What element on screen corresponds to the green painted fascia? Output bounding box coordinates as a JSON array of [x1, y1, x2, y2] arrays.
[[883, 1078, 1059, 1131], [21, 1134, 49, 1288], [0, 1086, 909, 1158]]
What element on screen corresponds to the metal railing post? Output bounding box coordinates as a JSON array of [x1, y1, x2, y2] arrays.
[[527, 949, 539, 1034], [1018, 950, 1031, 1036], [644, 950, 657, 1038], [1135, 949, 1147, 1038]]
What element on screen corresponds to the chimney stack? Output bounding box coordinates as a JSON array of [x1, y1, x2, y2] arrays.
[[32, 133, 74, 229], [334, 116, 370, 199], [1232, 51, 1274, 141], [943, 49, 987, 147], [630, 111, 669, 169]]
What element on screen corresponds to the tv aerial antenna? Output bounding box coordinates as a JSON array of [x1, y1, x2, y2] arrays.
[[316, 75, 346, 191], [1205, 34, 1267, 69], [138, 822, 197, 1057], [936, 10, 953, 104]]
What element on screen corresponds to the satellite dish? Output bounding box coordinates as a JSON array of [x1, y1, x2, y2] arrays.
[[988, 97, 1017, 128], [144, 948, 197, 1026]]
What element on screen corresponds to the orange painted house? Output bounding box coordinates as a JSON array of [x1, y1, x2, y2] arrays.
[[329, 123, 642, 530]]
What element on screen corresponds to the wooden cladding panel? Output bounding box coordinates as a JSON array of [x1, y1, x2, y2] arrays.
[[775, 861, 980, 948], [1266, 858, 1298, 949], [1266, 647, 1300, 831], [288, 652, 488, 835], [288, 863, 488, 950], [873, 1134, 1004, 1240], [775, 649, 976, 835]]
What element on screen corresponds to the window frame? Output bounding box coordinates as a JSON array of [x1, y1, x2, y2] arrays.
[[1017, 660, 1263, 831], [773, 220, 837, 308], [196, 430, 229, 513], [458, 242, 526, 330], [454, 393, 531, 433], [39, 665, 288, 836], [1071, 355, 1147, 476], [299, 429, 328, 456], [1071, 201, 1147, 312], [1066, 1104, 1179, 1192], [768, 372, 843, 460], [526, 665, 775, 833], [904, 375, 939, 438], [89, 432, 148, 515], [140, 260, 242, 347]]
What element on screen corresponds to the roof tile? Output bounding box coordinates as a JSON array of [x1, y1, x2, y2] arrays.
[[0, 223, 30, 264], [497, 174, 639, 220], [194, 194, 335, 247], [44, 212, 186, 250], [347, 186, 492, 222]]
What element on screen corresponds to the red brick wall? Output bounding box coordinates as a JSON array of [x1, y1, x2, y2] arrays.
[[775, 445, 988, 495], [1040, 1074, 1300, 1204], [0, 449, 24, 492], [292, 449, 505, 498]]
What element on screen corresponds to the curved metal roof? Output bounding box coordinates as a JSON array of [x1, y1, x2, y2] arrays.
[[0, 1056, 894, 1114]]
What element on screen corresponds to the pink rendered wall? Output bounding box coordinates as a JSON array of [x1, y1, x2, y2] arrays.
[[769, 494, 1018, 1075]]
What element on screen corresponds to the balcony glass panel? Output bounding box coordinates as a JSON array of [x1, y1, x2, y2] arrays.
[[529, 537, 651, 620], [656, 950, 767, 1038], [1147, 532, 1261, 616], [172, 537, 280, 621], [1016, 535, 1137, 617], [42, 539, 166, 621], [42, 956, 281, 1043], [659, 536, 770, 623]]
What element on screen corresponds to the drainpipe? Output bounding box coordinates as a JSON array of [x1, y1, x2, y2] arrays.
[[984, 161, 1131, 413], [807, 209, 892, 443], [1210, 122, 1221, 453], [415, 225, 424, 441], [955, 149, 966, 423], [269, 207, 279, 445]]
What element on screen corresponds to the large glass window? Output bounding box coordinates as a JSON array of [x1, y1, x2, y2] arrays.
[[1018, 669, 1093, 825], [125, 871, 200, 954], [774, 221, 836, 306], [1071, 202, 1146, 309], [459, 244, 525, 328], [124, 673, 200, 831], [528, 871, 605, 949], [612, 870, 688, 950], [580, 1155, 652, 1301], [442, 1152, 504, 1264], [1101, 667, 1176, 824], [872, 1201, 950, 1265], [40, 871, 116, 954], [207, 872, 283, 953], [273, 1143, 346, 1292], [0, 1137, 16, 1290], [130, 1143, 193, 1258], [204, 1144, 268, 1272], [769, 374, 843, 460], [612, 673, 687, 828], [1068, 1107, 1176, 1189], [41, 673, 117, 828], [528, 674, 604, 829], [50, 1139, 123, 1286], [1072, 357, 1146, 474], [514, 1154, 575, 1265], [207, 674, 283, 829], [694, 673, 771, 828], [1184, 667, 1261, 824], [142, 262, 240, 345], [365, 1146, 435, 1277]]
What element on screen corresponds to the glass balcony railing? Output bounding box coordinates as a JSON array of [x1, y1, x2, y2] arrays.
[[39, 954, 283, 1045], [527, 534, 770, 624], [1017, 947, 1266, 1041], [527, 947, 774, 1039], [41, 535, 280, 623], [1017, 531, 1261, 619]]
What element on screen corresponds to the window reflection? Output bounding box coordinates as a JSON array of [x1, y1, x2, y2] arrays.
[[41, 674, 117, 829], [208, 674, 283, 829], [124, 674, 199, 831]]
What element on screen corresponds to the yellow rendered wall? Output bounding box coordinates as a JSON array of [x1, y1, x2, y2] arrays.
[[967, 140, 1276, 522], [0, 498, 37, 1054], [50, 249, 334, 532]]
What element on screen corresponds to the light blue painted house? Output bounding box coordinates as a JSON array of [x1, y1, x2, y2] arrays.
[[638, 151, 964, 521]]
-=-=-=-=-
ACTIVITY
Every entry should be duplicated exactly as written.

YOUR RESPONSE
What element on screen corresponds to the green painted fascia? Output bounding box coordinates as a JSON array of [x1, y1, x2, y2] arrays.
[[883, 1078, 1059, 1131], [21, 1134, 49, 1288], [0, 1086, 909, 1158]]
What element on screen corresponds to the metal railing post? Output bounding box coordinates as a JSON array of [x1, y1, x2, y2] arrays.
[[527, 949, 539, 1034], [1018, 950, 1031, 1036], [644, 950, 657, 1038], [1135, 949, 1147, 1038]]
What element on screen corresponds to the chimney stack? Output bounding box coordinates as a JSON array of [x1, y1, x2, y2] arrays.
[[32, 133, 74, 229], [334, 116, 370, 199], [1232, 51, 1274, 141], [943, 49, 987, 147], [630, 111, 669, 169]]
What element on screen corresponds to the tv aerial antenna? Output bounding box coordinates as a JSON array of [x1, y1, x2, y2] arrays.
[[316, 75, 346, 191], [1205, 34, 1267, 69], [138, 822, 197, 1057], [936, 10, 953, 104]]
What element on screen corresponds to the satellite dish? Output bounding box coordinates as a JSON array of [x1, y1, x2, y2] arrays.
[[988, 97, 1017, 128], [144, 948, 197, 1026]]
What element on screen corresponds to the orange painted house? Output bounding box coordinates as a JSON array of [x1, y1, x2, y2] arrays.
[[329, 123, 642, 530]]
What element on screen corresponds to the wooden cladding panel? Output bounding box coordinates as a JSON array of [x1, y1, x2, y2] arrays.
[[775, 861, 980, 948], [1266, 858, 1298, 949], [1266, 647, 1300, 831], [288, 652, 488, 835], [288, 863, 488, 950], [873, 1134, 1004, 1240], [775, 649, 976, 835]]
What element on screen corresponds to the window frame? Output bounding box coordinates as a JSON array of [x1, y1, x2, y2] arrays.
[[1017, 660, 1263, 831], [773, 220, 837, 308], [196, 430, 229, 513], [458, 242, 526, 330], [454, 393, 531, 433], [39, 665, 288, 836], [1071, 355, 1147, 476], [299, 429, 328, 456], [1071, 201, 1147, 312], [1066, 1104, 1179, 1192], [768, 372, 843, 460], [526, 665, 775, 833], [904, 375, 939, 438], [89, 432, 148, 515], [140, 260, 242, 347]]
What element on screen corresponds to the roof tile? Output bounding box coordinates as a JSON array of [x1, y1, x2, y2] arrays.
[[0, 223, 30, 264], [497, 174, 639, 220], [194, 194, 335, 247], [44, 212, 186, 250], [347, 186, 492, 222]]
What element on screen corresponds to the red brick wall? Output bounding box coordinates as a JSON array of [x1, y1, x2, y2] arrays.
[[775, 445, 988, 495], [1040, 1074, 1300, 1204], [0, 449, 24, 492], [292, 449, 505, 498]]
What element on screen corresponds to the curved metal roof? Output bounding box coordinates as a JSON array of [x1, y1, x2, y2] arrays.
[[0, 1056, 894, 1114]]
What element on screen corresponds to the pink rendered wall? Output bounding box coordinates as a JSON array of [x1, y1, x2, y2] arrays.
[[769, 494, 1018, 1075]]
What element on screen corresponds to the balcony glass panel? Output bounding box coordinates as a JSON array of [x1, y1, x2, y2] arrays.
[[529, 537, 651, 620], [656, 950, 767, 1038], [1147, 532, 1261, 616], [172, 537, 280, 621], [1016, 535, 1137, 617], [42, 539, 166, 621], [42, 956, 281, 1043], [659, 536, 770, 623]]
What element on screen corresponds to the drainpipe? Output bounding box coordinates as a JSON array of [x1, y1, x2, y2] arrays.
[[984, 161, 1131, 413], [807, 209, 892, 443], [1210, 122, 1221, 453], [415, 225, 424, 441], [955, 149, 966, 423], [269, 207, 279, 445]]
What element on screen corresponds to the large glass window? Output bounding box coordinates as a JSON array of [x1, y1, x2, y2] arrays.
[[1018, 669, 1093, 825], [125, 871, 200, 954], [774, 221, 836, 306], [1071, 202, 1146, 309], [459, 244, 525, 328], [124, 673, 200, 831], [528, 871, 605, 949], [612, 870, 688, 950], [580, 1155, 652, 1301], [442, 1152, 504, 1264], [1101, 667, 1176, 824], [872, 1201, 950, 1265], [40, 871, 116, 954], [207, 872, 283, 953], [273, 1143, 346, 1292], [0, 1137, 16, 1290], [130, 1143, 193, 1258], [204, 1144, 268, 1272], [769, 374, 843, 460], [612, 673, 687, 828], [1068, 1107, 1176, 1189], [41, 673, 117, 828], [528, 674, 604, 829], [50, 1139, 123, 1286], [1072, 357, 1146, 474], [514, 1154, 575, 1265], [207, 674, 283, 829], [694, 673, 771, 828], [1184, 667, 1261, 824], [142, 262, 240, 345], [365, 1146, 435, 1277]]
What element on screen corresponds to the glass balcony railing? Output bounding box coordinates as a JSON array of [x1, y1, x2, y2] arrays.
[[39, 954, 283, 1045], [527, 534, 770, 624], [1017, 947, 1266, 1041], [527, 947, 774, 1039], [41, 535, 280, 623], [1017, 531, 1261, 619]]
What element on screen corresponds to the window reflection? Output bounding box coordinates as a JSON array of [x1, y1, x2, y2] arrays.
[[41, 674, 117, 829], [208, 674, 283, 829], [124, 674, 199, 831]]
What element on screen corresponds to the yellow rendered wall? Output bounding box coordinates as a JSON array of [x1, y1, x2, y2] arrays.
[[967, 140, 1276, 522], [0, 498, 37, 1054], [50, 249, 334, 532]]
What element on screen corresponds to the light blue painted house? Output bounding box coordinates as a JSON array of [x1, y1, x2, y2] arrays.
[[638, 151, 964, 521]]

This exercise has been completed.